- [Selected excerpt]:
● ● ● ●
Words are too tiny... capture the past few weeks. Immediately following the semester I headed to the national adoption conference in Cleveland. What followed was what I can only describe as a honeymoon. 

I shared a hotel room with a fellow grad student from CA, also an adoptee. Quickly I realized that I'd never before had a friend who was adopted. Neither had she. We connected on so many levels, and as the weekend went on I realized that I had more in common with those 300 strangers than I'd ever had with anyone else in my life. Ever. Because we shared that key fundamental, foundational experience that has shaped our lives. Adoption. 

I had finally found my tribe. People that carry within their bones amazingly similar struggles. 

All the conference presentations were fascinating. There was a depth of understanding of the adoptee experience, the frustrations, the deep sorrow, the loneliness, the isolation, the feeling that you cannot trust your emotions, the fear of being abandoned, that I hadn't heard articulated so well before. Something started to fall away as I heard these motions of my own heart voiced. I learned about something called cellular memory. People think that because separation from the birth mother happens in infanthood that the child does not remember. But it does. That child has formed an emotional bond to the mother, and it feels quite deeply that separation. Because the logical part of the brain is not developed yet, as this begins to happen only after several months, the memory is totally emotional.
● ● ● ●
- [Information supplied]:

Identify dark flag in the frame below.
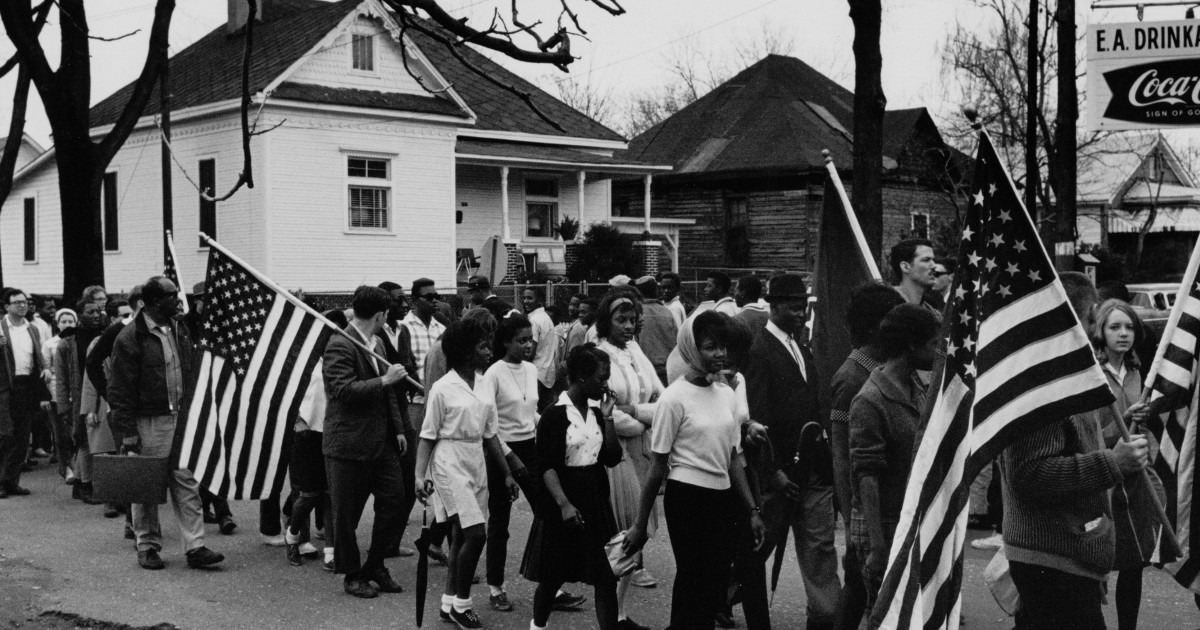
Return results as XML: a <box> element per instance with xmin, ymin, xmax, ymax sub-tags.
<box><xmin>180</xmin><ymin>240</ymin><xmax>332</xmax><ymax>499</ymax></box>
<box><xmin>812</xmin><ymin>155</ymin><xmax>881</xmax><ymax>391</ymax></box>
<box><xmin>871</xmin><ymin>132</ymin><xmax>1114</xmax><ymax>630</ymax></box>
<box><xmin>1142</xmin><ymin>242</ymin><xmax>1200</xmax><ymax>593</ymax></box>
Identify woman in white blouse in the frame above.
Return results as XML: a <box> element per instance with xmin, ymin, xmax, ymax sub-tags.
<box><xmin>595</xmin><ymin>287</ymin><xmax>662</xmax><ymax>630</ymax></box>
<box><xmin>415</xmin><ymin>320</ymin><xmax>517</xmax><ymax>628</ymax></box>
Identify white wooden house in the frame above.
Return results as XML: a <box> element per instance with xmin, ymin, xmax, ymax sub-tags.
<box><xmin>0</xmin><ymin>0</ymin><xmax>677</xmax><ymax>293</ymax></box>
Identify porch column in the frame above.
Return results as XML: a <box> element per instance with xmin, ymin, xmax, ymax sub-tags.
<box><xmin>578</xmin><ymin>170</ymin><xmax>588</xmax><ymax>234</ymax></box>
<box><xmin>500</xmin><ymin>167</ymin><xmax>512</xmax><ymax>242</ymax></box>
<box><xmin>642</xmin><ymin>175</ymin><xmax>650</xmax><ymax>232</ymax></box>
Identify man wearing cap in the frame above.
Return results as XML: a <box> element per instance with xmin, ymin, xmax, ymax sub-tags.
<box><xmin>634</xmin><ymin>276</ymin><xmax>679</xmax><ymax>383</ymax></box>
<box><xmin>463</xmin><ymin>275</ymin><xmax>512</xmax><ymax>321</ymax></box>
<box><xmin>745</xmin><ymin>274</ymin><xmax>841</xmax><ymax>630</ymax></box>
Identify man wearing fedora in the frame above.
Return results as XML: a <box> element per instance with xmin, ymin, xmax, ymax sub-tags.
<box><xmin>745</xmin><ymin>274</ymin><xmax>841</xmax><ymax>630</ymax></box>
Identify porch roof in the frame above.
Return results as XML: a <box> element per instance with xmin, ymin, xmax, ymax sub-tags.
<box><xmin>455</xmin><ymin>138</ymin><xmax>671</xmax><ymax>175</ymax></box>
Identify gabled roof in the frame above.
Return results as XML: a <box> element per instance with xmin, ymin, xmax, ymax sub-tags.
<box><xmin>91</xmin><ymin>0</ymin><xmax>624</xmax><ymax>142</ymax></box>
<box><xmin>628</xmin><ymin>55</ymin><xmax>944</xmax><ymax>174</ymax></box>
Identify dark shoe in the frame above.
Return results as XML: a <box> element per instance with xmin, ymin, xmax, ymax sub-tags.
<box><xmin>288</xmin><ymin>545</ymin><xmax>304</xmax><ymax>566</ymax></box>
<box><xmin>553</xmin><ymin>590</ymin><xmax>588</xmax><ymax>611</ymax></box>
<box><xmin>425</xmin><ymin>545</ymin><xmax>450</xmax><ymax>564</ymax></box>
<box><xmin>187</xmin><ymin>547</ymin><xmax>224</xmax><ymax>569</ymax></box>
<box><xmin>450</xmin><ymin>608</ymin><xmax>484</xmax><ymax>630</ymax></box>
<box><xmin>487</xmin><ymin>590</ymin><xmax>512</xmax><ymax>612</ymax></box>
<box><xmin>342</xmin><ymin>578</ymin><xmax>379</xmax><ymax>599</ymax></box>
<box><xmin>138</xmin><ymin>550</ymin><xmax>167</xmax><ymax>571</ymax></box>
<box><xmin>362</xmin><ymin>566</ymin><xmax>404</xmax><ymax>593</ymax></box>
<box><xmin>617</xmin><ymin>617</ymin><xmax>650</xmax><ymax>630</ymax></box>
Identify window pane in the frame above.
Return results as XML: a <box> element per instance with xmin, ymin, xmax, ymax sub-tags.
<box><xmin>526</xmin><ymin>202</ymin><xmax>558</xmax><ymax>238</ymax></box>
<box><xmin>526</xmin><ymin>179</ymin><xmax>558</xmax><ymax>197</ymax></box>
<box><xmin>103</xmin><ymin>173</ymin><xmax>121</xmax><ymax>252</ymax></box>
<box><xmin>200</xmin><ymin>160</ymin><xmax>217</xmax><ymax>247</ymax></box>
<box><xmin>349</xmin><ymin>186</ymin><xmax>389</xmax><ymax>229</ymax></box>
<box><xmin>25</xmin><ymin>197</ymin><xmax>37</xmax><ymax>263</ymax></box>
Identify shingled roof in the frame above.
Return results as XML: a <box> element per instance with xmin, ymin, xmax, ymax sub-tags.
<box><xmin>625</xmin><ymin>55</ymin><xmax>942</xmax><ymax>174</ymax></box>
<box><xmin>91</xmin><ymin>0</ymin><xmax>624</xmax><ymax>142</ymax></box>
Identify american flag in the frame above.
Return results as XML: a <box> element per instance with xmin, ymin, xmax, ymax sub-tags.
<box><xmin>162</xmin><ymin>229</ymin><xmax>191</xmax><ymax>314</ymax></box>
<box><xmin>871</xmin><ymin>132</ymin><xmax>1112</xmax><ymax>630</ymax></box>
<box><xmin>1146</xmin><ymin>262</ymin><xmax>1200</xmax><ymax>593</ymax></box>
<box><xmin>180</xmin><ymin>241</ymin><xmax>332</xmax><ymax>499</ymax></box>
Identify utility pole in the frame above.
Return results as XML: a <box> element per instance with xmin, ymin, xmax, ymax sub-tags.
<box><xmin>1055</xmin><ymin>0</ymin><xmax>1079</xmax><ymax>264</ymax></box>
<box><xmin>1025</xmin><ymin>0</ymin><xmax>1040</xmax><ymax>224</ymax></box>
<box><xmin>158</xmin><ymin>42</ymin><xmax>172</xmax><ymax>262</ymax></box>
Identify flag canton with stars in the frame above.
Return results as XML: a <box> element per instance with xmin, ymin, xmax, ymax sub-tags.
<box><xmin>200</xmin><ymin>251</ymin><xmax>275</xmax><ymax>376</ymax></box>
<box><xmin>947</xmin><ymin>136</ymin><xmax>1055</xmax><ymax>383</ymax></box>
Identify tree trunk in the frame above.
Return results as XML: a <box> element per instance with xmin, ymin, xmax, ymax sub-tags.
<box><xmin>850</xmin><ymin>0</ymin><xmax>888</xmax><ymax>260</ymax></box>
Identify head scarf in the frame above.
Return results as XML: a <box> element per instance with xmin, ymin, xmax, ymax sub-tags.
<box><xmin>676</xmin><ymin>317</ymin><xmax>722</xmax><ymax>383</ymax></box>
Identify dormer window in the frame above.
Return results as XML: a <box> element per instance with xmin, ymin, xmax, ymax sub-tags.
<box><xmin>350</xmin><ymin>34</ymin><xmax>374</xmax><ymax>72</ymax></box>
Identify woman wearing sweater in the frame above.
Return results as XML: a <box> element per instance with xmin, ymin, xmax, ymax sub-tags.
<box><xmin>484</xmin><ymin>311</ymin><xmax>538</xmax><ymax>612</ymax></box>
<box><xmin>595</xmin><ymin>287</ymin><xmax>662</xmax><ymax>630</ymax></box>
<box><xmin>625</xmin><ymin>312</ymin><xmax>763</xmax><ymax>630</ymax></box>
<box><xmin>1092</xmin><ymin>300</ymin><xmax>1169</xmax><ymax>630</ymax></box>
<box><xmin>850</xmin><ymin>304</ymin><xmax>941</xmax><ymax>610</ymax></box>
<box><xmin>521</xmin><ymin>343</ymin><xmax>620</xmax><ymax>630</ymax></box>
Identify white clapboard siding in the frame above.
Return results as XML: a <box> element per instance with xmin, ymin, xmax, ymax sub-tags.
<box><xmin>266</xmin><ymin>113</ymin><xmax>455</xmax><ymax>292</ymax></box>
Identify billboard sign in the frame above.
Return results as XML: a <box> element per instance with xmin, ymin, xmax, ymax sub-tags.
<box><xmin>1087</xmin><ymin>20</ymin><xmax>1200</xmax><ymax>131</ymax></box>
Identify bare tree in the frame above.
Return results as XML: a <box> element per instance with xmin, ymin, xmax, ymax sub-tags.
<box><xmin>0</xmin><ymin>0</ymin><xmax>625</xmax><ymax>295</ymax></box>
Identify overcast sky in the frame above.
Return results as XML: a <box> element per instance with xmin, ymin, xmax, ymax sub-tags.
<box><xmin>0</xmin><ymin>0</ymin><xmax>1183</xmax><ymax>145</ymax></box>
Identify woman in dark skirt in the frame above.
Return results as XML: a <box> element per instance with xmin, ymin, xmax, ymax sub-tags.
<box><xmin>521</xmin><ymin>343</ymin><xmax>622</xmax><ymax>630</ymax></box>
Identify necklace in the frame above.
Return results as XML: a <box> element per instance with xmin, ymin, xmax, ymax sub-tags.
● ● ● ●
- [Problem to work on]: In the text about the adoption conference, list every part of the adoptee experience named in the sentence beginning "There was a depth of understanding."

- [Answer to the problem]:
- the frustrations
- the deep sorrow
- the loneliness
- the isolation
- the feeling that you cannot trust your emotions
- the fear of being abandoned